What this exercise asks
a – In the text on shared folders versus shared drives, which platform is usually recommended to a new nonprofit organization that is starting fresh?
b – Reproduce a passage of the shared drives text word for word, starting at the words "Google has made" and stopping after "History (and Science!)".

Shared Folders v Shared Drives
What’s the difference between a shared folder in Google and a Shared Drive? What does your nonprofit need to know about shared drives?
Google has made many investments and improvements in its Workspace platform from its early days. While we usually recommend Microsoft 365 to a new nonprofit organization that is starting fresh, both platforms provide more than adequate email, document editing, virtual meeting spaces, and cloud file storage services. A nonprofit organization can do very well with either platform.
If you are already using Google Workspace for Nonprofits, or using a hybrid system where you use Google Drive to share files in addition to any other file sharing, you may be wondering about the new Google Shared Drives vs the older concept of shared folders within Google Drive.
A Little History (and Science!)
The idiosyncrasies of Google’s cloud file storage implementation make it a different file sharing experience from other tools. Google brings to its service design the perspective of a company that began by delivering incredibly efficient search of the Internet’s information. The world’s websites are not organized in a hierarchal index, they are randomly distributed across the Internet – the Internet’s information structure is fundamentally “flat.”
Google figured the same structure could be done with its cloud file storage. Just save the file to the cloud, don’t try to organize it. When someone wants the file in the future, they can simply use Google’s amazing search function to find it.

Data lines
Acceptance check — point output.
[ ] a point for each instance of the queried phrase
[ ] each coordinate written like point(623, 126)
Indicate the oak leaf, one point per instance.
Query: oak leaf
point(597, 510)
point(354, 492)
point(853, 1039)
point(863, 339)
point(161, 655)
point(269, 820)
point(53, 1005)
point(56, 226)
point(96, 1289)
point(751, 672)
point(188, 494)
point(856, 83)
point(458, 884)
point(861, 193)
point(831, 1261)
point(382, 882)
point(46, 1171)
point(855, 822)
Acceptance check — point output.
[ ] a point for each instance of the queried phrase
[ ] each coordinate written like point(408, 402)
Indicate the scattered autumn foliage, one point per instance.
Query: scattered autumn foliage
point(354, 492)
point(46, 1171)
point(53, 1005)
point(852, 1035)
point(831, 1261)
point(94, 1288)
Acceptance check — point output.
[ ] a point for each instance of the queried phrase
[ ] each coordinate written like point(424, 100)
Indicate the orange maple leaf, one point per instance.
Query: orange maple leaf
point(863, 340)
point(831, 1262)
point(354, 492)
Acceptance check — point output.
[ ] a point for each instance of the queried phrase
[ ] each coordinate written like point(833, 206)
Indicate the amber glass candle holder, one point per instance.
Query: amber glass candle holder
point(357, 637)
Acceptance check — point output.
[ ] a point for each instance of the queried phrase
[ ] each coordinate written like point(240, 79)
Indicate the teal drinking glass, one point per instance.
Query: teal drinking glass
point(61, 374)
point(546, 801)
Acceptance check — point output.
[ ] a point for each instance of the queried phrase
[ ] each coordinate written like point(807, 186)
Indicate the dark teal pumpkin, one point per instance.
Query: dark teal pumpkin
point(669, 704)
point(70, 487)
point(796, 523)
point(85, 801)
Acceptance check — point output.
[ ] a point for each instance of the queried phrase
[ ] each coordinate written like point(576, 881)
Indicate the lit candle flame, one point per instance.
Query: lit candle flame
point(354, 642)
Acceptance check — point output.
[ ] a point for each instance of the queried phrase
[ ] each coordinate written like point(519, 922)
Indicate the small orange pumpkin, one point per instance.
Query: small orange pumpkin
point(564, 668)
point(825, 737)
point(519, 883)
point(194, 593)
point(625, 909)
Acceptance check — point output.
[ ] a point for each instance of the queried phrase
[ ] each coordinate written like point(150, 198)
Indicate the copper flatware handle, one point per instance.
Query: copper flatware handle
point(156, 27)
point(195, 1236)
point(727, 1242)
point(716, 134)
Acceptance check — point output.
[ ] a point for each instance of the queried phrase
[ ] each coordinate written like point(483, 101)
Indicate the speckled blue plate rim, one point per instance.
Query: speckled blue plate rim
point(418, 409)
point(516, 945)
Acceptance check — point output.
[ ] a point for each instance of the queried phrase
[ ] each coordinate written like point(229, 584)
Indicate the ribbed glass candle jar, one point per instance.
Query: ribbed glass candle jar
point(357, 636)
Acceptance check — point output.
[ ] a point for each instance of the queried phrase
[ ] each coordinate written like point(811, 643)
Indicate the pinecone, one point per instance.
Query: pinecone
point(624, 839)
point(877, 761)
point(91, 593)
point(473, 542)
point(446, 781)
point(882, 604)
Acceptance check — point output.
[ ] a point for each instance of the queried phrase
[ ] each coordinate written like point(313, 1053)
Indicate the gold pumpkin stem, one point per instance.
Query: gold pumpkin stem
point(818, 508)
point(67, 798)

The replies
a – Microsoft 365

b –
Google has made many investments and improvements in its Workspace platform from its early days. While we usually recommend Microsoft 365 to a new nonprofit organization that is starting fresh, both platforms provide more than adequate email, document editing, virtual meeting spaces, and cloud file storage services. A nonprofit organization can do very well with either platform.
If you are already using Google Workspace for Nonprofits, or using a hybrid system where you use Google Drive to share files in addition to any other file sharing, you may be wondering about the new Google Shared Drives vs the older concept of shared folders within Google Drive.
A Little History (and Science!)